*ARBEITSAUFTRAG*
Zitieren Sie aus dem Bericht über die Ausschreitungen in Kiew wörtlich die Passage, die mit „Eskalation in Kiew“ beginnt und mit „erschossen worden sind.“ endet.

*TEXTABSCHNITT*
******************************

Eskalation in Kiew Regierung und Opposition schieben sich Schuld für Todesschüsse zu
Kiew - Bei blutigen Ausschreitungen zwischen gewaltbereiten Demonstranten und der Polizei sind in Kiew mindestens drei Menschen ums Leben gekommen. Die ukrainische Generalstaatsanwaltschaft bestätigte, dass zwei Personen erschossen worden sind.
Die genauen Todesumstände sind bislang ungeklärt. Regierung und Opposition machen sich gegenseitig verantwortlich. Ministerpräsident Nikolai Asarow sagte ukrainischen Medien zufolge bei einer Kabinettssitzung: "Als ukrainischer Premierminister teile ich offiziell mit, dass die Verantwortung für die Opfer, die es leider bereits gibt, bei den Organisatoren und Teilnehmern der Massenunruhen liegt."
Niemand könne die Teilnehmer dieser Ausschreitungen als friedliche Demonstranten bezeichnen, sagte Asarow. "Sie sind Kriminelle, die für ihre Handlungen die Verantwortung übernehmen müssen."
Premier kündigt hartes Durchgreifen an
Die Opposition teilte hingegen mit: "Für die Erschießung ukrainischer Bürger werden sich Präsident Wiktor Janukowitsch und Innenminister Vitali Sachartschenko verantworten müssen."

Regierungschef Asarow widersprach und kündigte ein hartes Durchgreifen an. Die Anschuldigungen gegen die Vertreter der Sicherheitskräfte "entbehren jeder Grundlage, da sie keine Schusswaffen einsetzen", sagte er. "Die Regierung wird Anarchie und die Spaltung des Landes nicht zulassen", so der 66-Jährige.
Eine Sondereinheit der Polizei stürmte am Morgen die Barrikaden der Regierungsgegner vor dem Dynamo-Stadion. Dabei setzten die Milizionäre Tränengas und Blendgranaten ein. Dutzende Oppositionelle seien festgenommen worden, hieß es. Die Demonstranten leisteten Widerstand und bewarfen die Polizei mit Brandsätzen und Steinen. Nach kurzer Zeit zogen sich die Milizionäre zunächst zurück.
US-Botschaft storniert Visa ukrainischer Vertreter
Am Dienstag war ein Gesetzespaket in Kraft getreten, das die Rechte der Demonstranten einschränkt. Unter anderem sind nun Geld- oder Haftstrafen für das Tragen von Masken oder Helmen möglich, auch das ungenehmigte Aufbauen von Bühnen oder Zelten sowie die Blockade öffentlicher Gebäude können nun härter bestraft werden.

******************************

*BEREITGESTELLTE DATEN*
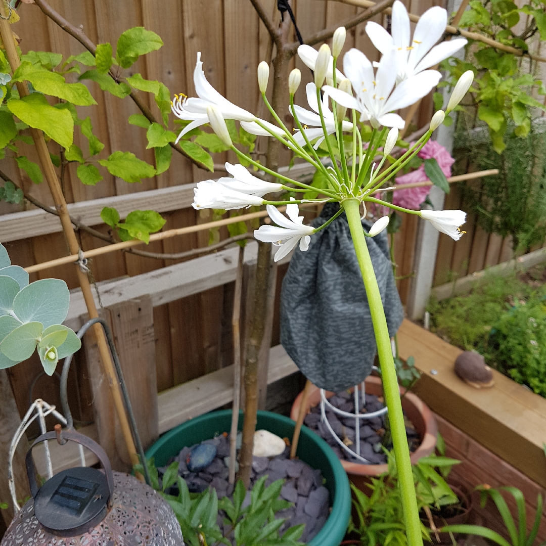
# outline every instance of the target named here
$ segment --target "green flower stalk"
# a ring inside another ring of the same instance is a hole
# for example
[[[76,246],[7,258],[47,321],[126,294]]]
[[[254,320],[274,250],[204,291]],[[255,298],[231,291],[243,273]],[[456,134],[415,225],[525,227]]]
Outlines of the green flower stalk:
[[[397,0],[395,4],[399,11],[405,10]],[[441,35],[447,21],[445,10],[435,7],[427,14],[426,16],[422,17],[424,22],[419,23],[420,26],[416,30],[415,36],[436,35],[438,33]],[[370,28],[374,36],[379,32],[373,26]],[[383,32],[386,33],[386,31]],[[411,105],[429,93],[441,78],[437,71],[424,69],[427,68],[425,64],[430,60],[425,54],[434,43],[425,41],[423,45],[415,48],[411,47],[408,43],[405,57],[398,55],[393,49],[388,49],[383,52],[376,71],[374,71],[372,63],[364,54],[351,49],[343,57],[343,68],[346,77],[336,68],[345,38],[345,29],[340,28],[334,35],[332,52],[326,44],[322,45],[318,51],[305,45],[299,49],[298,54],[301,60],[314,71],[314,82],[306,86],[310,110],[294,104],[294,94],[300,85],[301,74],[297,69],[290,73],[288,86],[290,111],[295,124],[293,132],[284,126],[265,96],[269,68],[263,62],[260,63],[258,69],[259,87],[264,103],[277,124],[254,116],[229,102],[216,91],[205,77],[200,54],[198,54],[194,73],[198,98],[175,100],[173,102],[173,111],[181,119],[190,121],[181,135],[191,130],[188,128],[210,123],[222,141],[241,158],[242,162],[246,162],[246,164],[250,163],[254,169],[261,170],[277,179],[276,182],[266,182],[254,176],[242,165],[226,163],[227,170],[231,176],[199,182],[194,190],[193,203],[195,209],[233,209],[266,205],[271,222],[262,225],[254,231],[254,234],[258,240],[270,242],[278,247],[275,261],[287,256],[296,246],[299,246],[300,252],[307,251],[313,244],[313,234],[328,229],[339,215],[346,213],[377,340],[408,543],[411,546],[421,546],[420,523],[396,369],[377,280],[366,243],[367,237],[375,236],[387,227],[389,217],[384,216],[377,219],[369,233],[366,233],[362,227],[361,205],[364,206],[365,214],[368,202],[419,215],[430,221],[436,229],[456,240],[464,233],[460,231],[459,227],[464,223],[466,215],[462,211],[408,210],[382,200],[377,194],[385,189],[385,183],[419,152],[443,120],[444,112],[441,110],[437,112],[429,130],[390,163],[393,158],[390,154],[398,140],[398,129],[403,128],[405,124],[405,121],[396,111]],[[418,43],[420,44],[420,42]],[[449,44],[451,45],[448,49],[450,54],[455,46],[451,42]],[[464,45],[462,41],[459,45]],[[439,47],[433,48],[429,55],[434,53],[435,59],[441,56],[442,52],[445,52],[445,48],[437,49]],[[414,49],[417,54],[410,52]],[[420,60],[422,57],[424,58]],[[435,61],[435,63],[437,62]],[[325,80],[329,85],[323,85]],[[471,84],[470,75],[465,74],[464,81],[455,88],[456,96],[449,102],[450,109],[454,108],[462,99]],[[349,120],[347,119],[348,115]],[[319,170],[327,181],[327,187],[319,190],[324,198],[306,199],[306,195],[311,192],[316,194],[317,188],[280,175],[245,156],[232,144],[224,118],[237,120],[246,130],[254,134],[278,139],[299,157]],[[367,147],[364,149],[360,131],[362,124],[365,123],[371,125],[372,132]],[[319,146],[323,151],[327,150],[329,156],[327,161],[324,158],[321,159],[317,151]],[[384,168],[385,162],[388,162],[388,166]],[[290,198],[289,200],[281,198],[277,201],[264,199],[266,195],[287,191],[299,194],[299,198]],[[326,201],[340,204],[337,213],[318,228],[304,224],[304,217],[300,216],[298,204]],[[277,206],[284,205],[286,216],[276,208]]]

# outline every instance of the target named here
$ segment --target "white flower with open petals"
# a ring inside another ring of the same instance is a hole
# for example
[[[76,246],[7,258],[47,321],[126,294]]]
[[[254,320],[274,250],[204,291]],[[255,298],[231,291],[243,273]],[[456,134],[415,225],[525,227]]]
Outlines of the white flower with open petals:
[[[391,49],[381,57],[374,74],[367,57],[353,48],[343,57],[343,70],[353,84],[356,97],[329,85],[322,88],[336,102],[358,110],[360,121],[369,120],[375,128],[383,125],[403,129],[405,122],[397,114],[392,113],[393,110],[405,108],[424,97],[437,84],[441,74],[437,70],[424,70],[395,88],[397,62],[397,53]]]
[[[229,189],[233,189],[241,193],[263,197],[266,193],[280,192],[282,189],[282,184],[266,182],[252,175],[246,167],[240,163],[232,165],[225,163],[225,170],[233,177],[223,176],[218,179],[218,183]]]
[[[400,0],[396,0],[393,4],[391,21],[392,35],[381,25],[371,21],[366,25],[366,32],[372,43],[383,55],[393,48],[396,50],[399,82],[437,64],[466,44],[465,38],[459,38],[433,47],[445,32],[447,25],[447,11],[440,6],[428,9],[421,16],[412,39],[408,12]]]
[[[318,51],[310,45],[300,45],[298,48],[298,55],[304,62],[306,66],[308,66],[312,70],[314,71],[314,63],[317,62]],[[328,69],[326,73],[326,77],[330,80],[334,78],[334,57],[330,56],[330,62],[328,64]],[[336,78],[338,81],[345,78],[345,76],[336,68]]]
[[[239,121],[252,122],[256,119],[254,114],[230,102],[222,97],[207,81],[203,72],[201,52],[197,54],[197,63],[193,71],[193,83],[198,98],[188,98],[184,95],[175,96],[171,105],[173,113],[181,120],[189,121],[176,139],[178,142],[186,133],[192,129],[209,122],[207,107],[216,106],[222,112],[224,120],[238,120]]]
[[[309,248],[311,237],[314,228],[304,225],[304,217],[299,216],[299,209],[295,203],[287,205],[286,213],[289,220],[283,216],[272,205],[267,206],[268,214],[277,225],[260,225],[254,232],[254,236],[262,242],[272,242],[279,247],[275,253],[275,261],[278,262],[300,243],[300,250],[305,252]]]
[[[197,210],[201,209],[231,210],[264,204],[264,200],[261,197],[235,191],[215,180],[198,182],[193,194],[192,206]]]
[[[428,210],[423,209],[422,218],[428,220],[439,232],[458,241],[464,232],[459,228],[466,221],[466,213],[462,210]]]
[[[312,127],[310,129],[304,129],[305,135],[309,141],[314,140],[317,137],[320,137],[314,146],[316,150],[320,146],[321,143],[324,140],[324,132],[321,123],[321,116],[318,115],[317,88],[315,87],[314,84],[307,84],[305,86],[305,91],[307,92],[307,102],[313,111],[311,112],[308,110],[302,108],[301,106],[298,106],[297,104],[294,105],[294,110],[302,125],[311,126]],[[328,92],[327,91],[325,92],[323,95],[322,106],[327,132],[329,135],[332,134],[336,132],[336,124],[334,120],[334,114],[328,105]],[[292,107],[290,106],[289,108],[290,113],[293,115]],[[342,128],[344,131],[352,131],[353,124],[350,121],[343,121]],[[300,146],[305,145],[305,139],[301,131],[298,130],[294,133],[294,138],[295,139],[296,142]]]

******************************

*ANTWORTFELD*
Eskalation in Kiew Regierung und Opposition schieben sich Schuld für Todesschüsse zu
Kiew - Bei blutigen Ausschreitungen zwischen gewaltbereiten Demonstranten und der Polizei sind in Kiew mindestens drei Menschen ums Leben gekommen. Die ukrainische Generalstaatsanwaltschaft bestätigte, dass zwei Personen erschossen worden sind.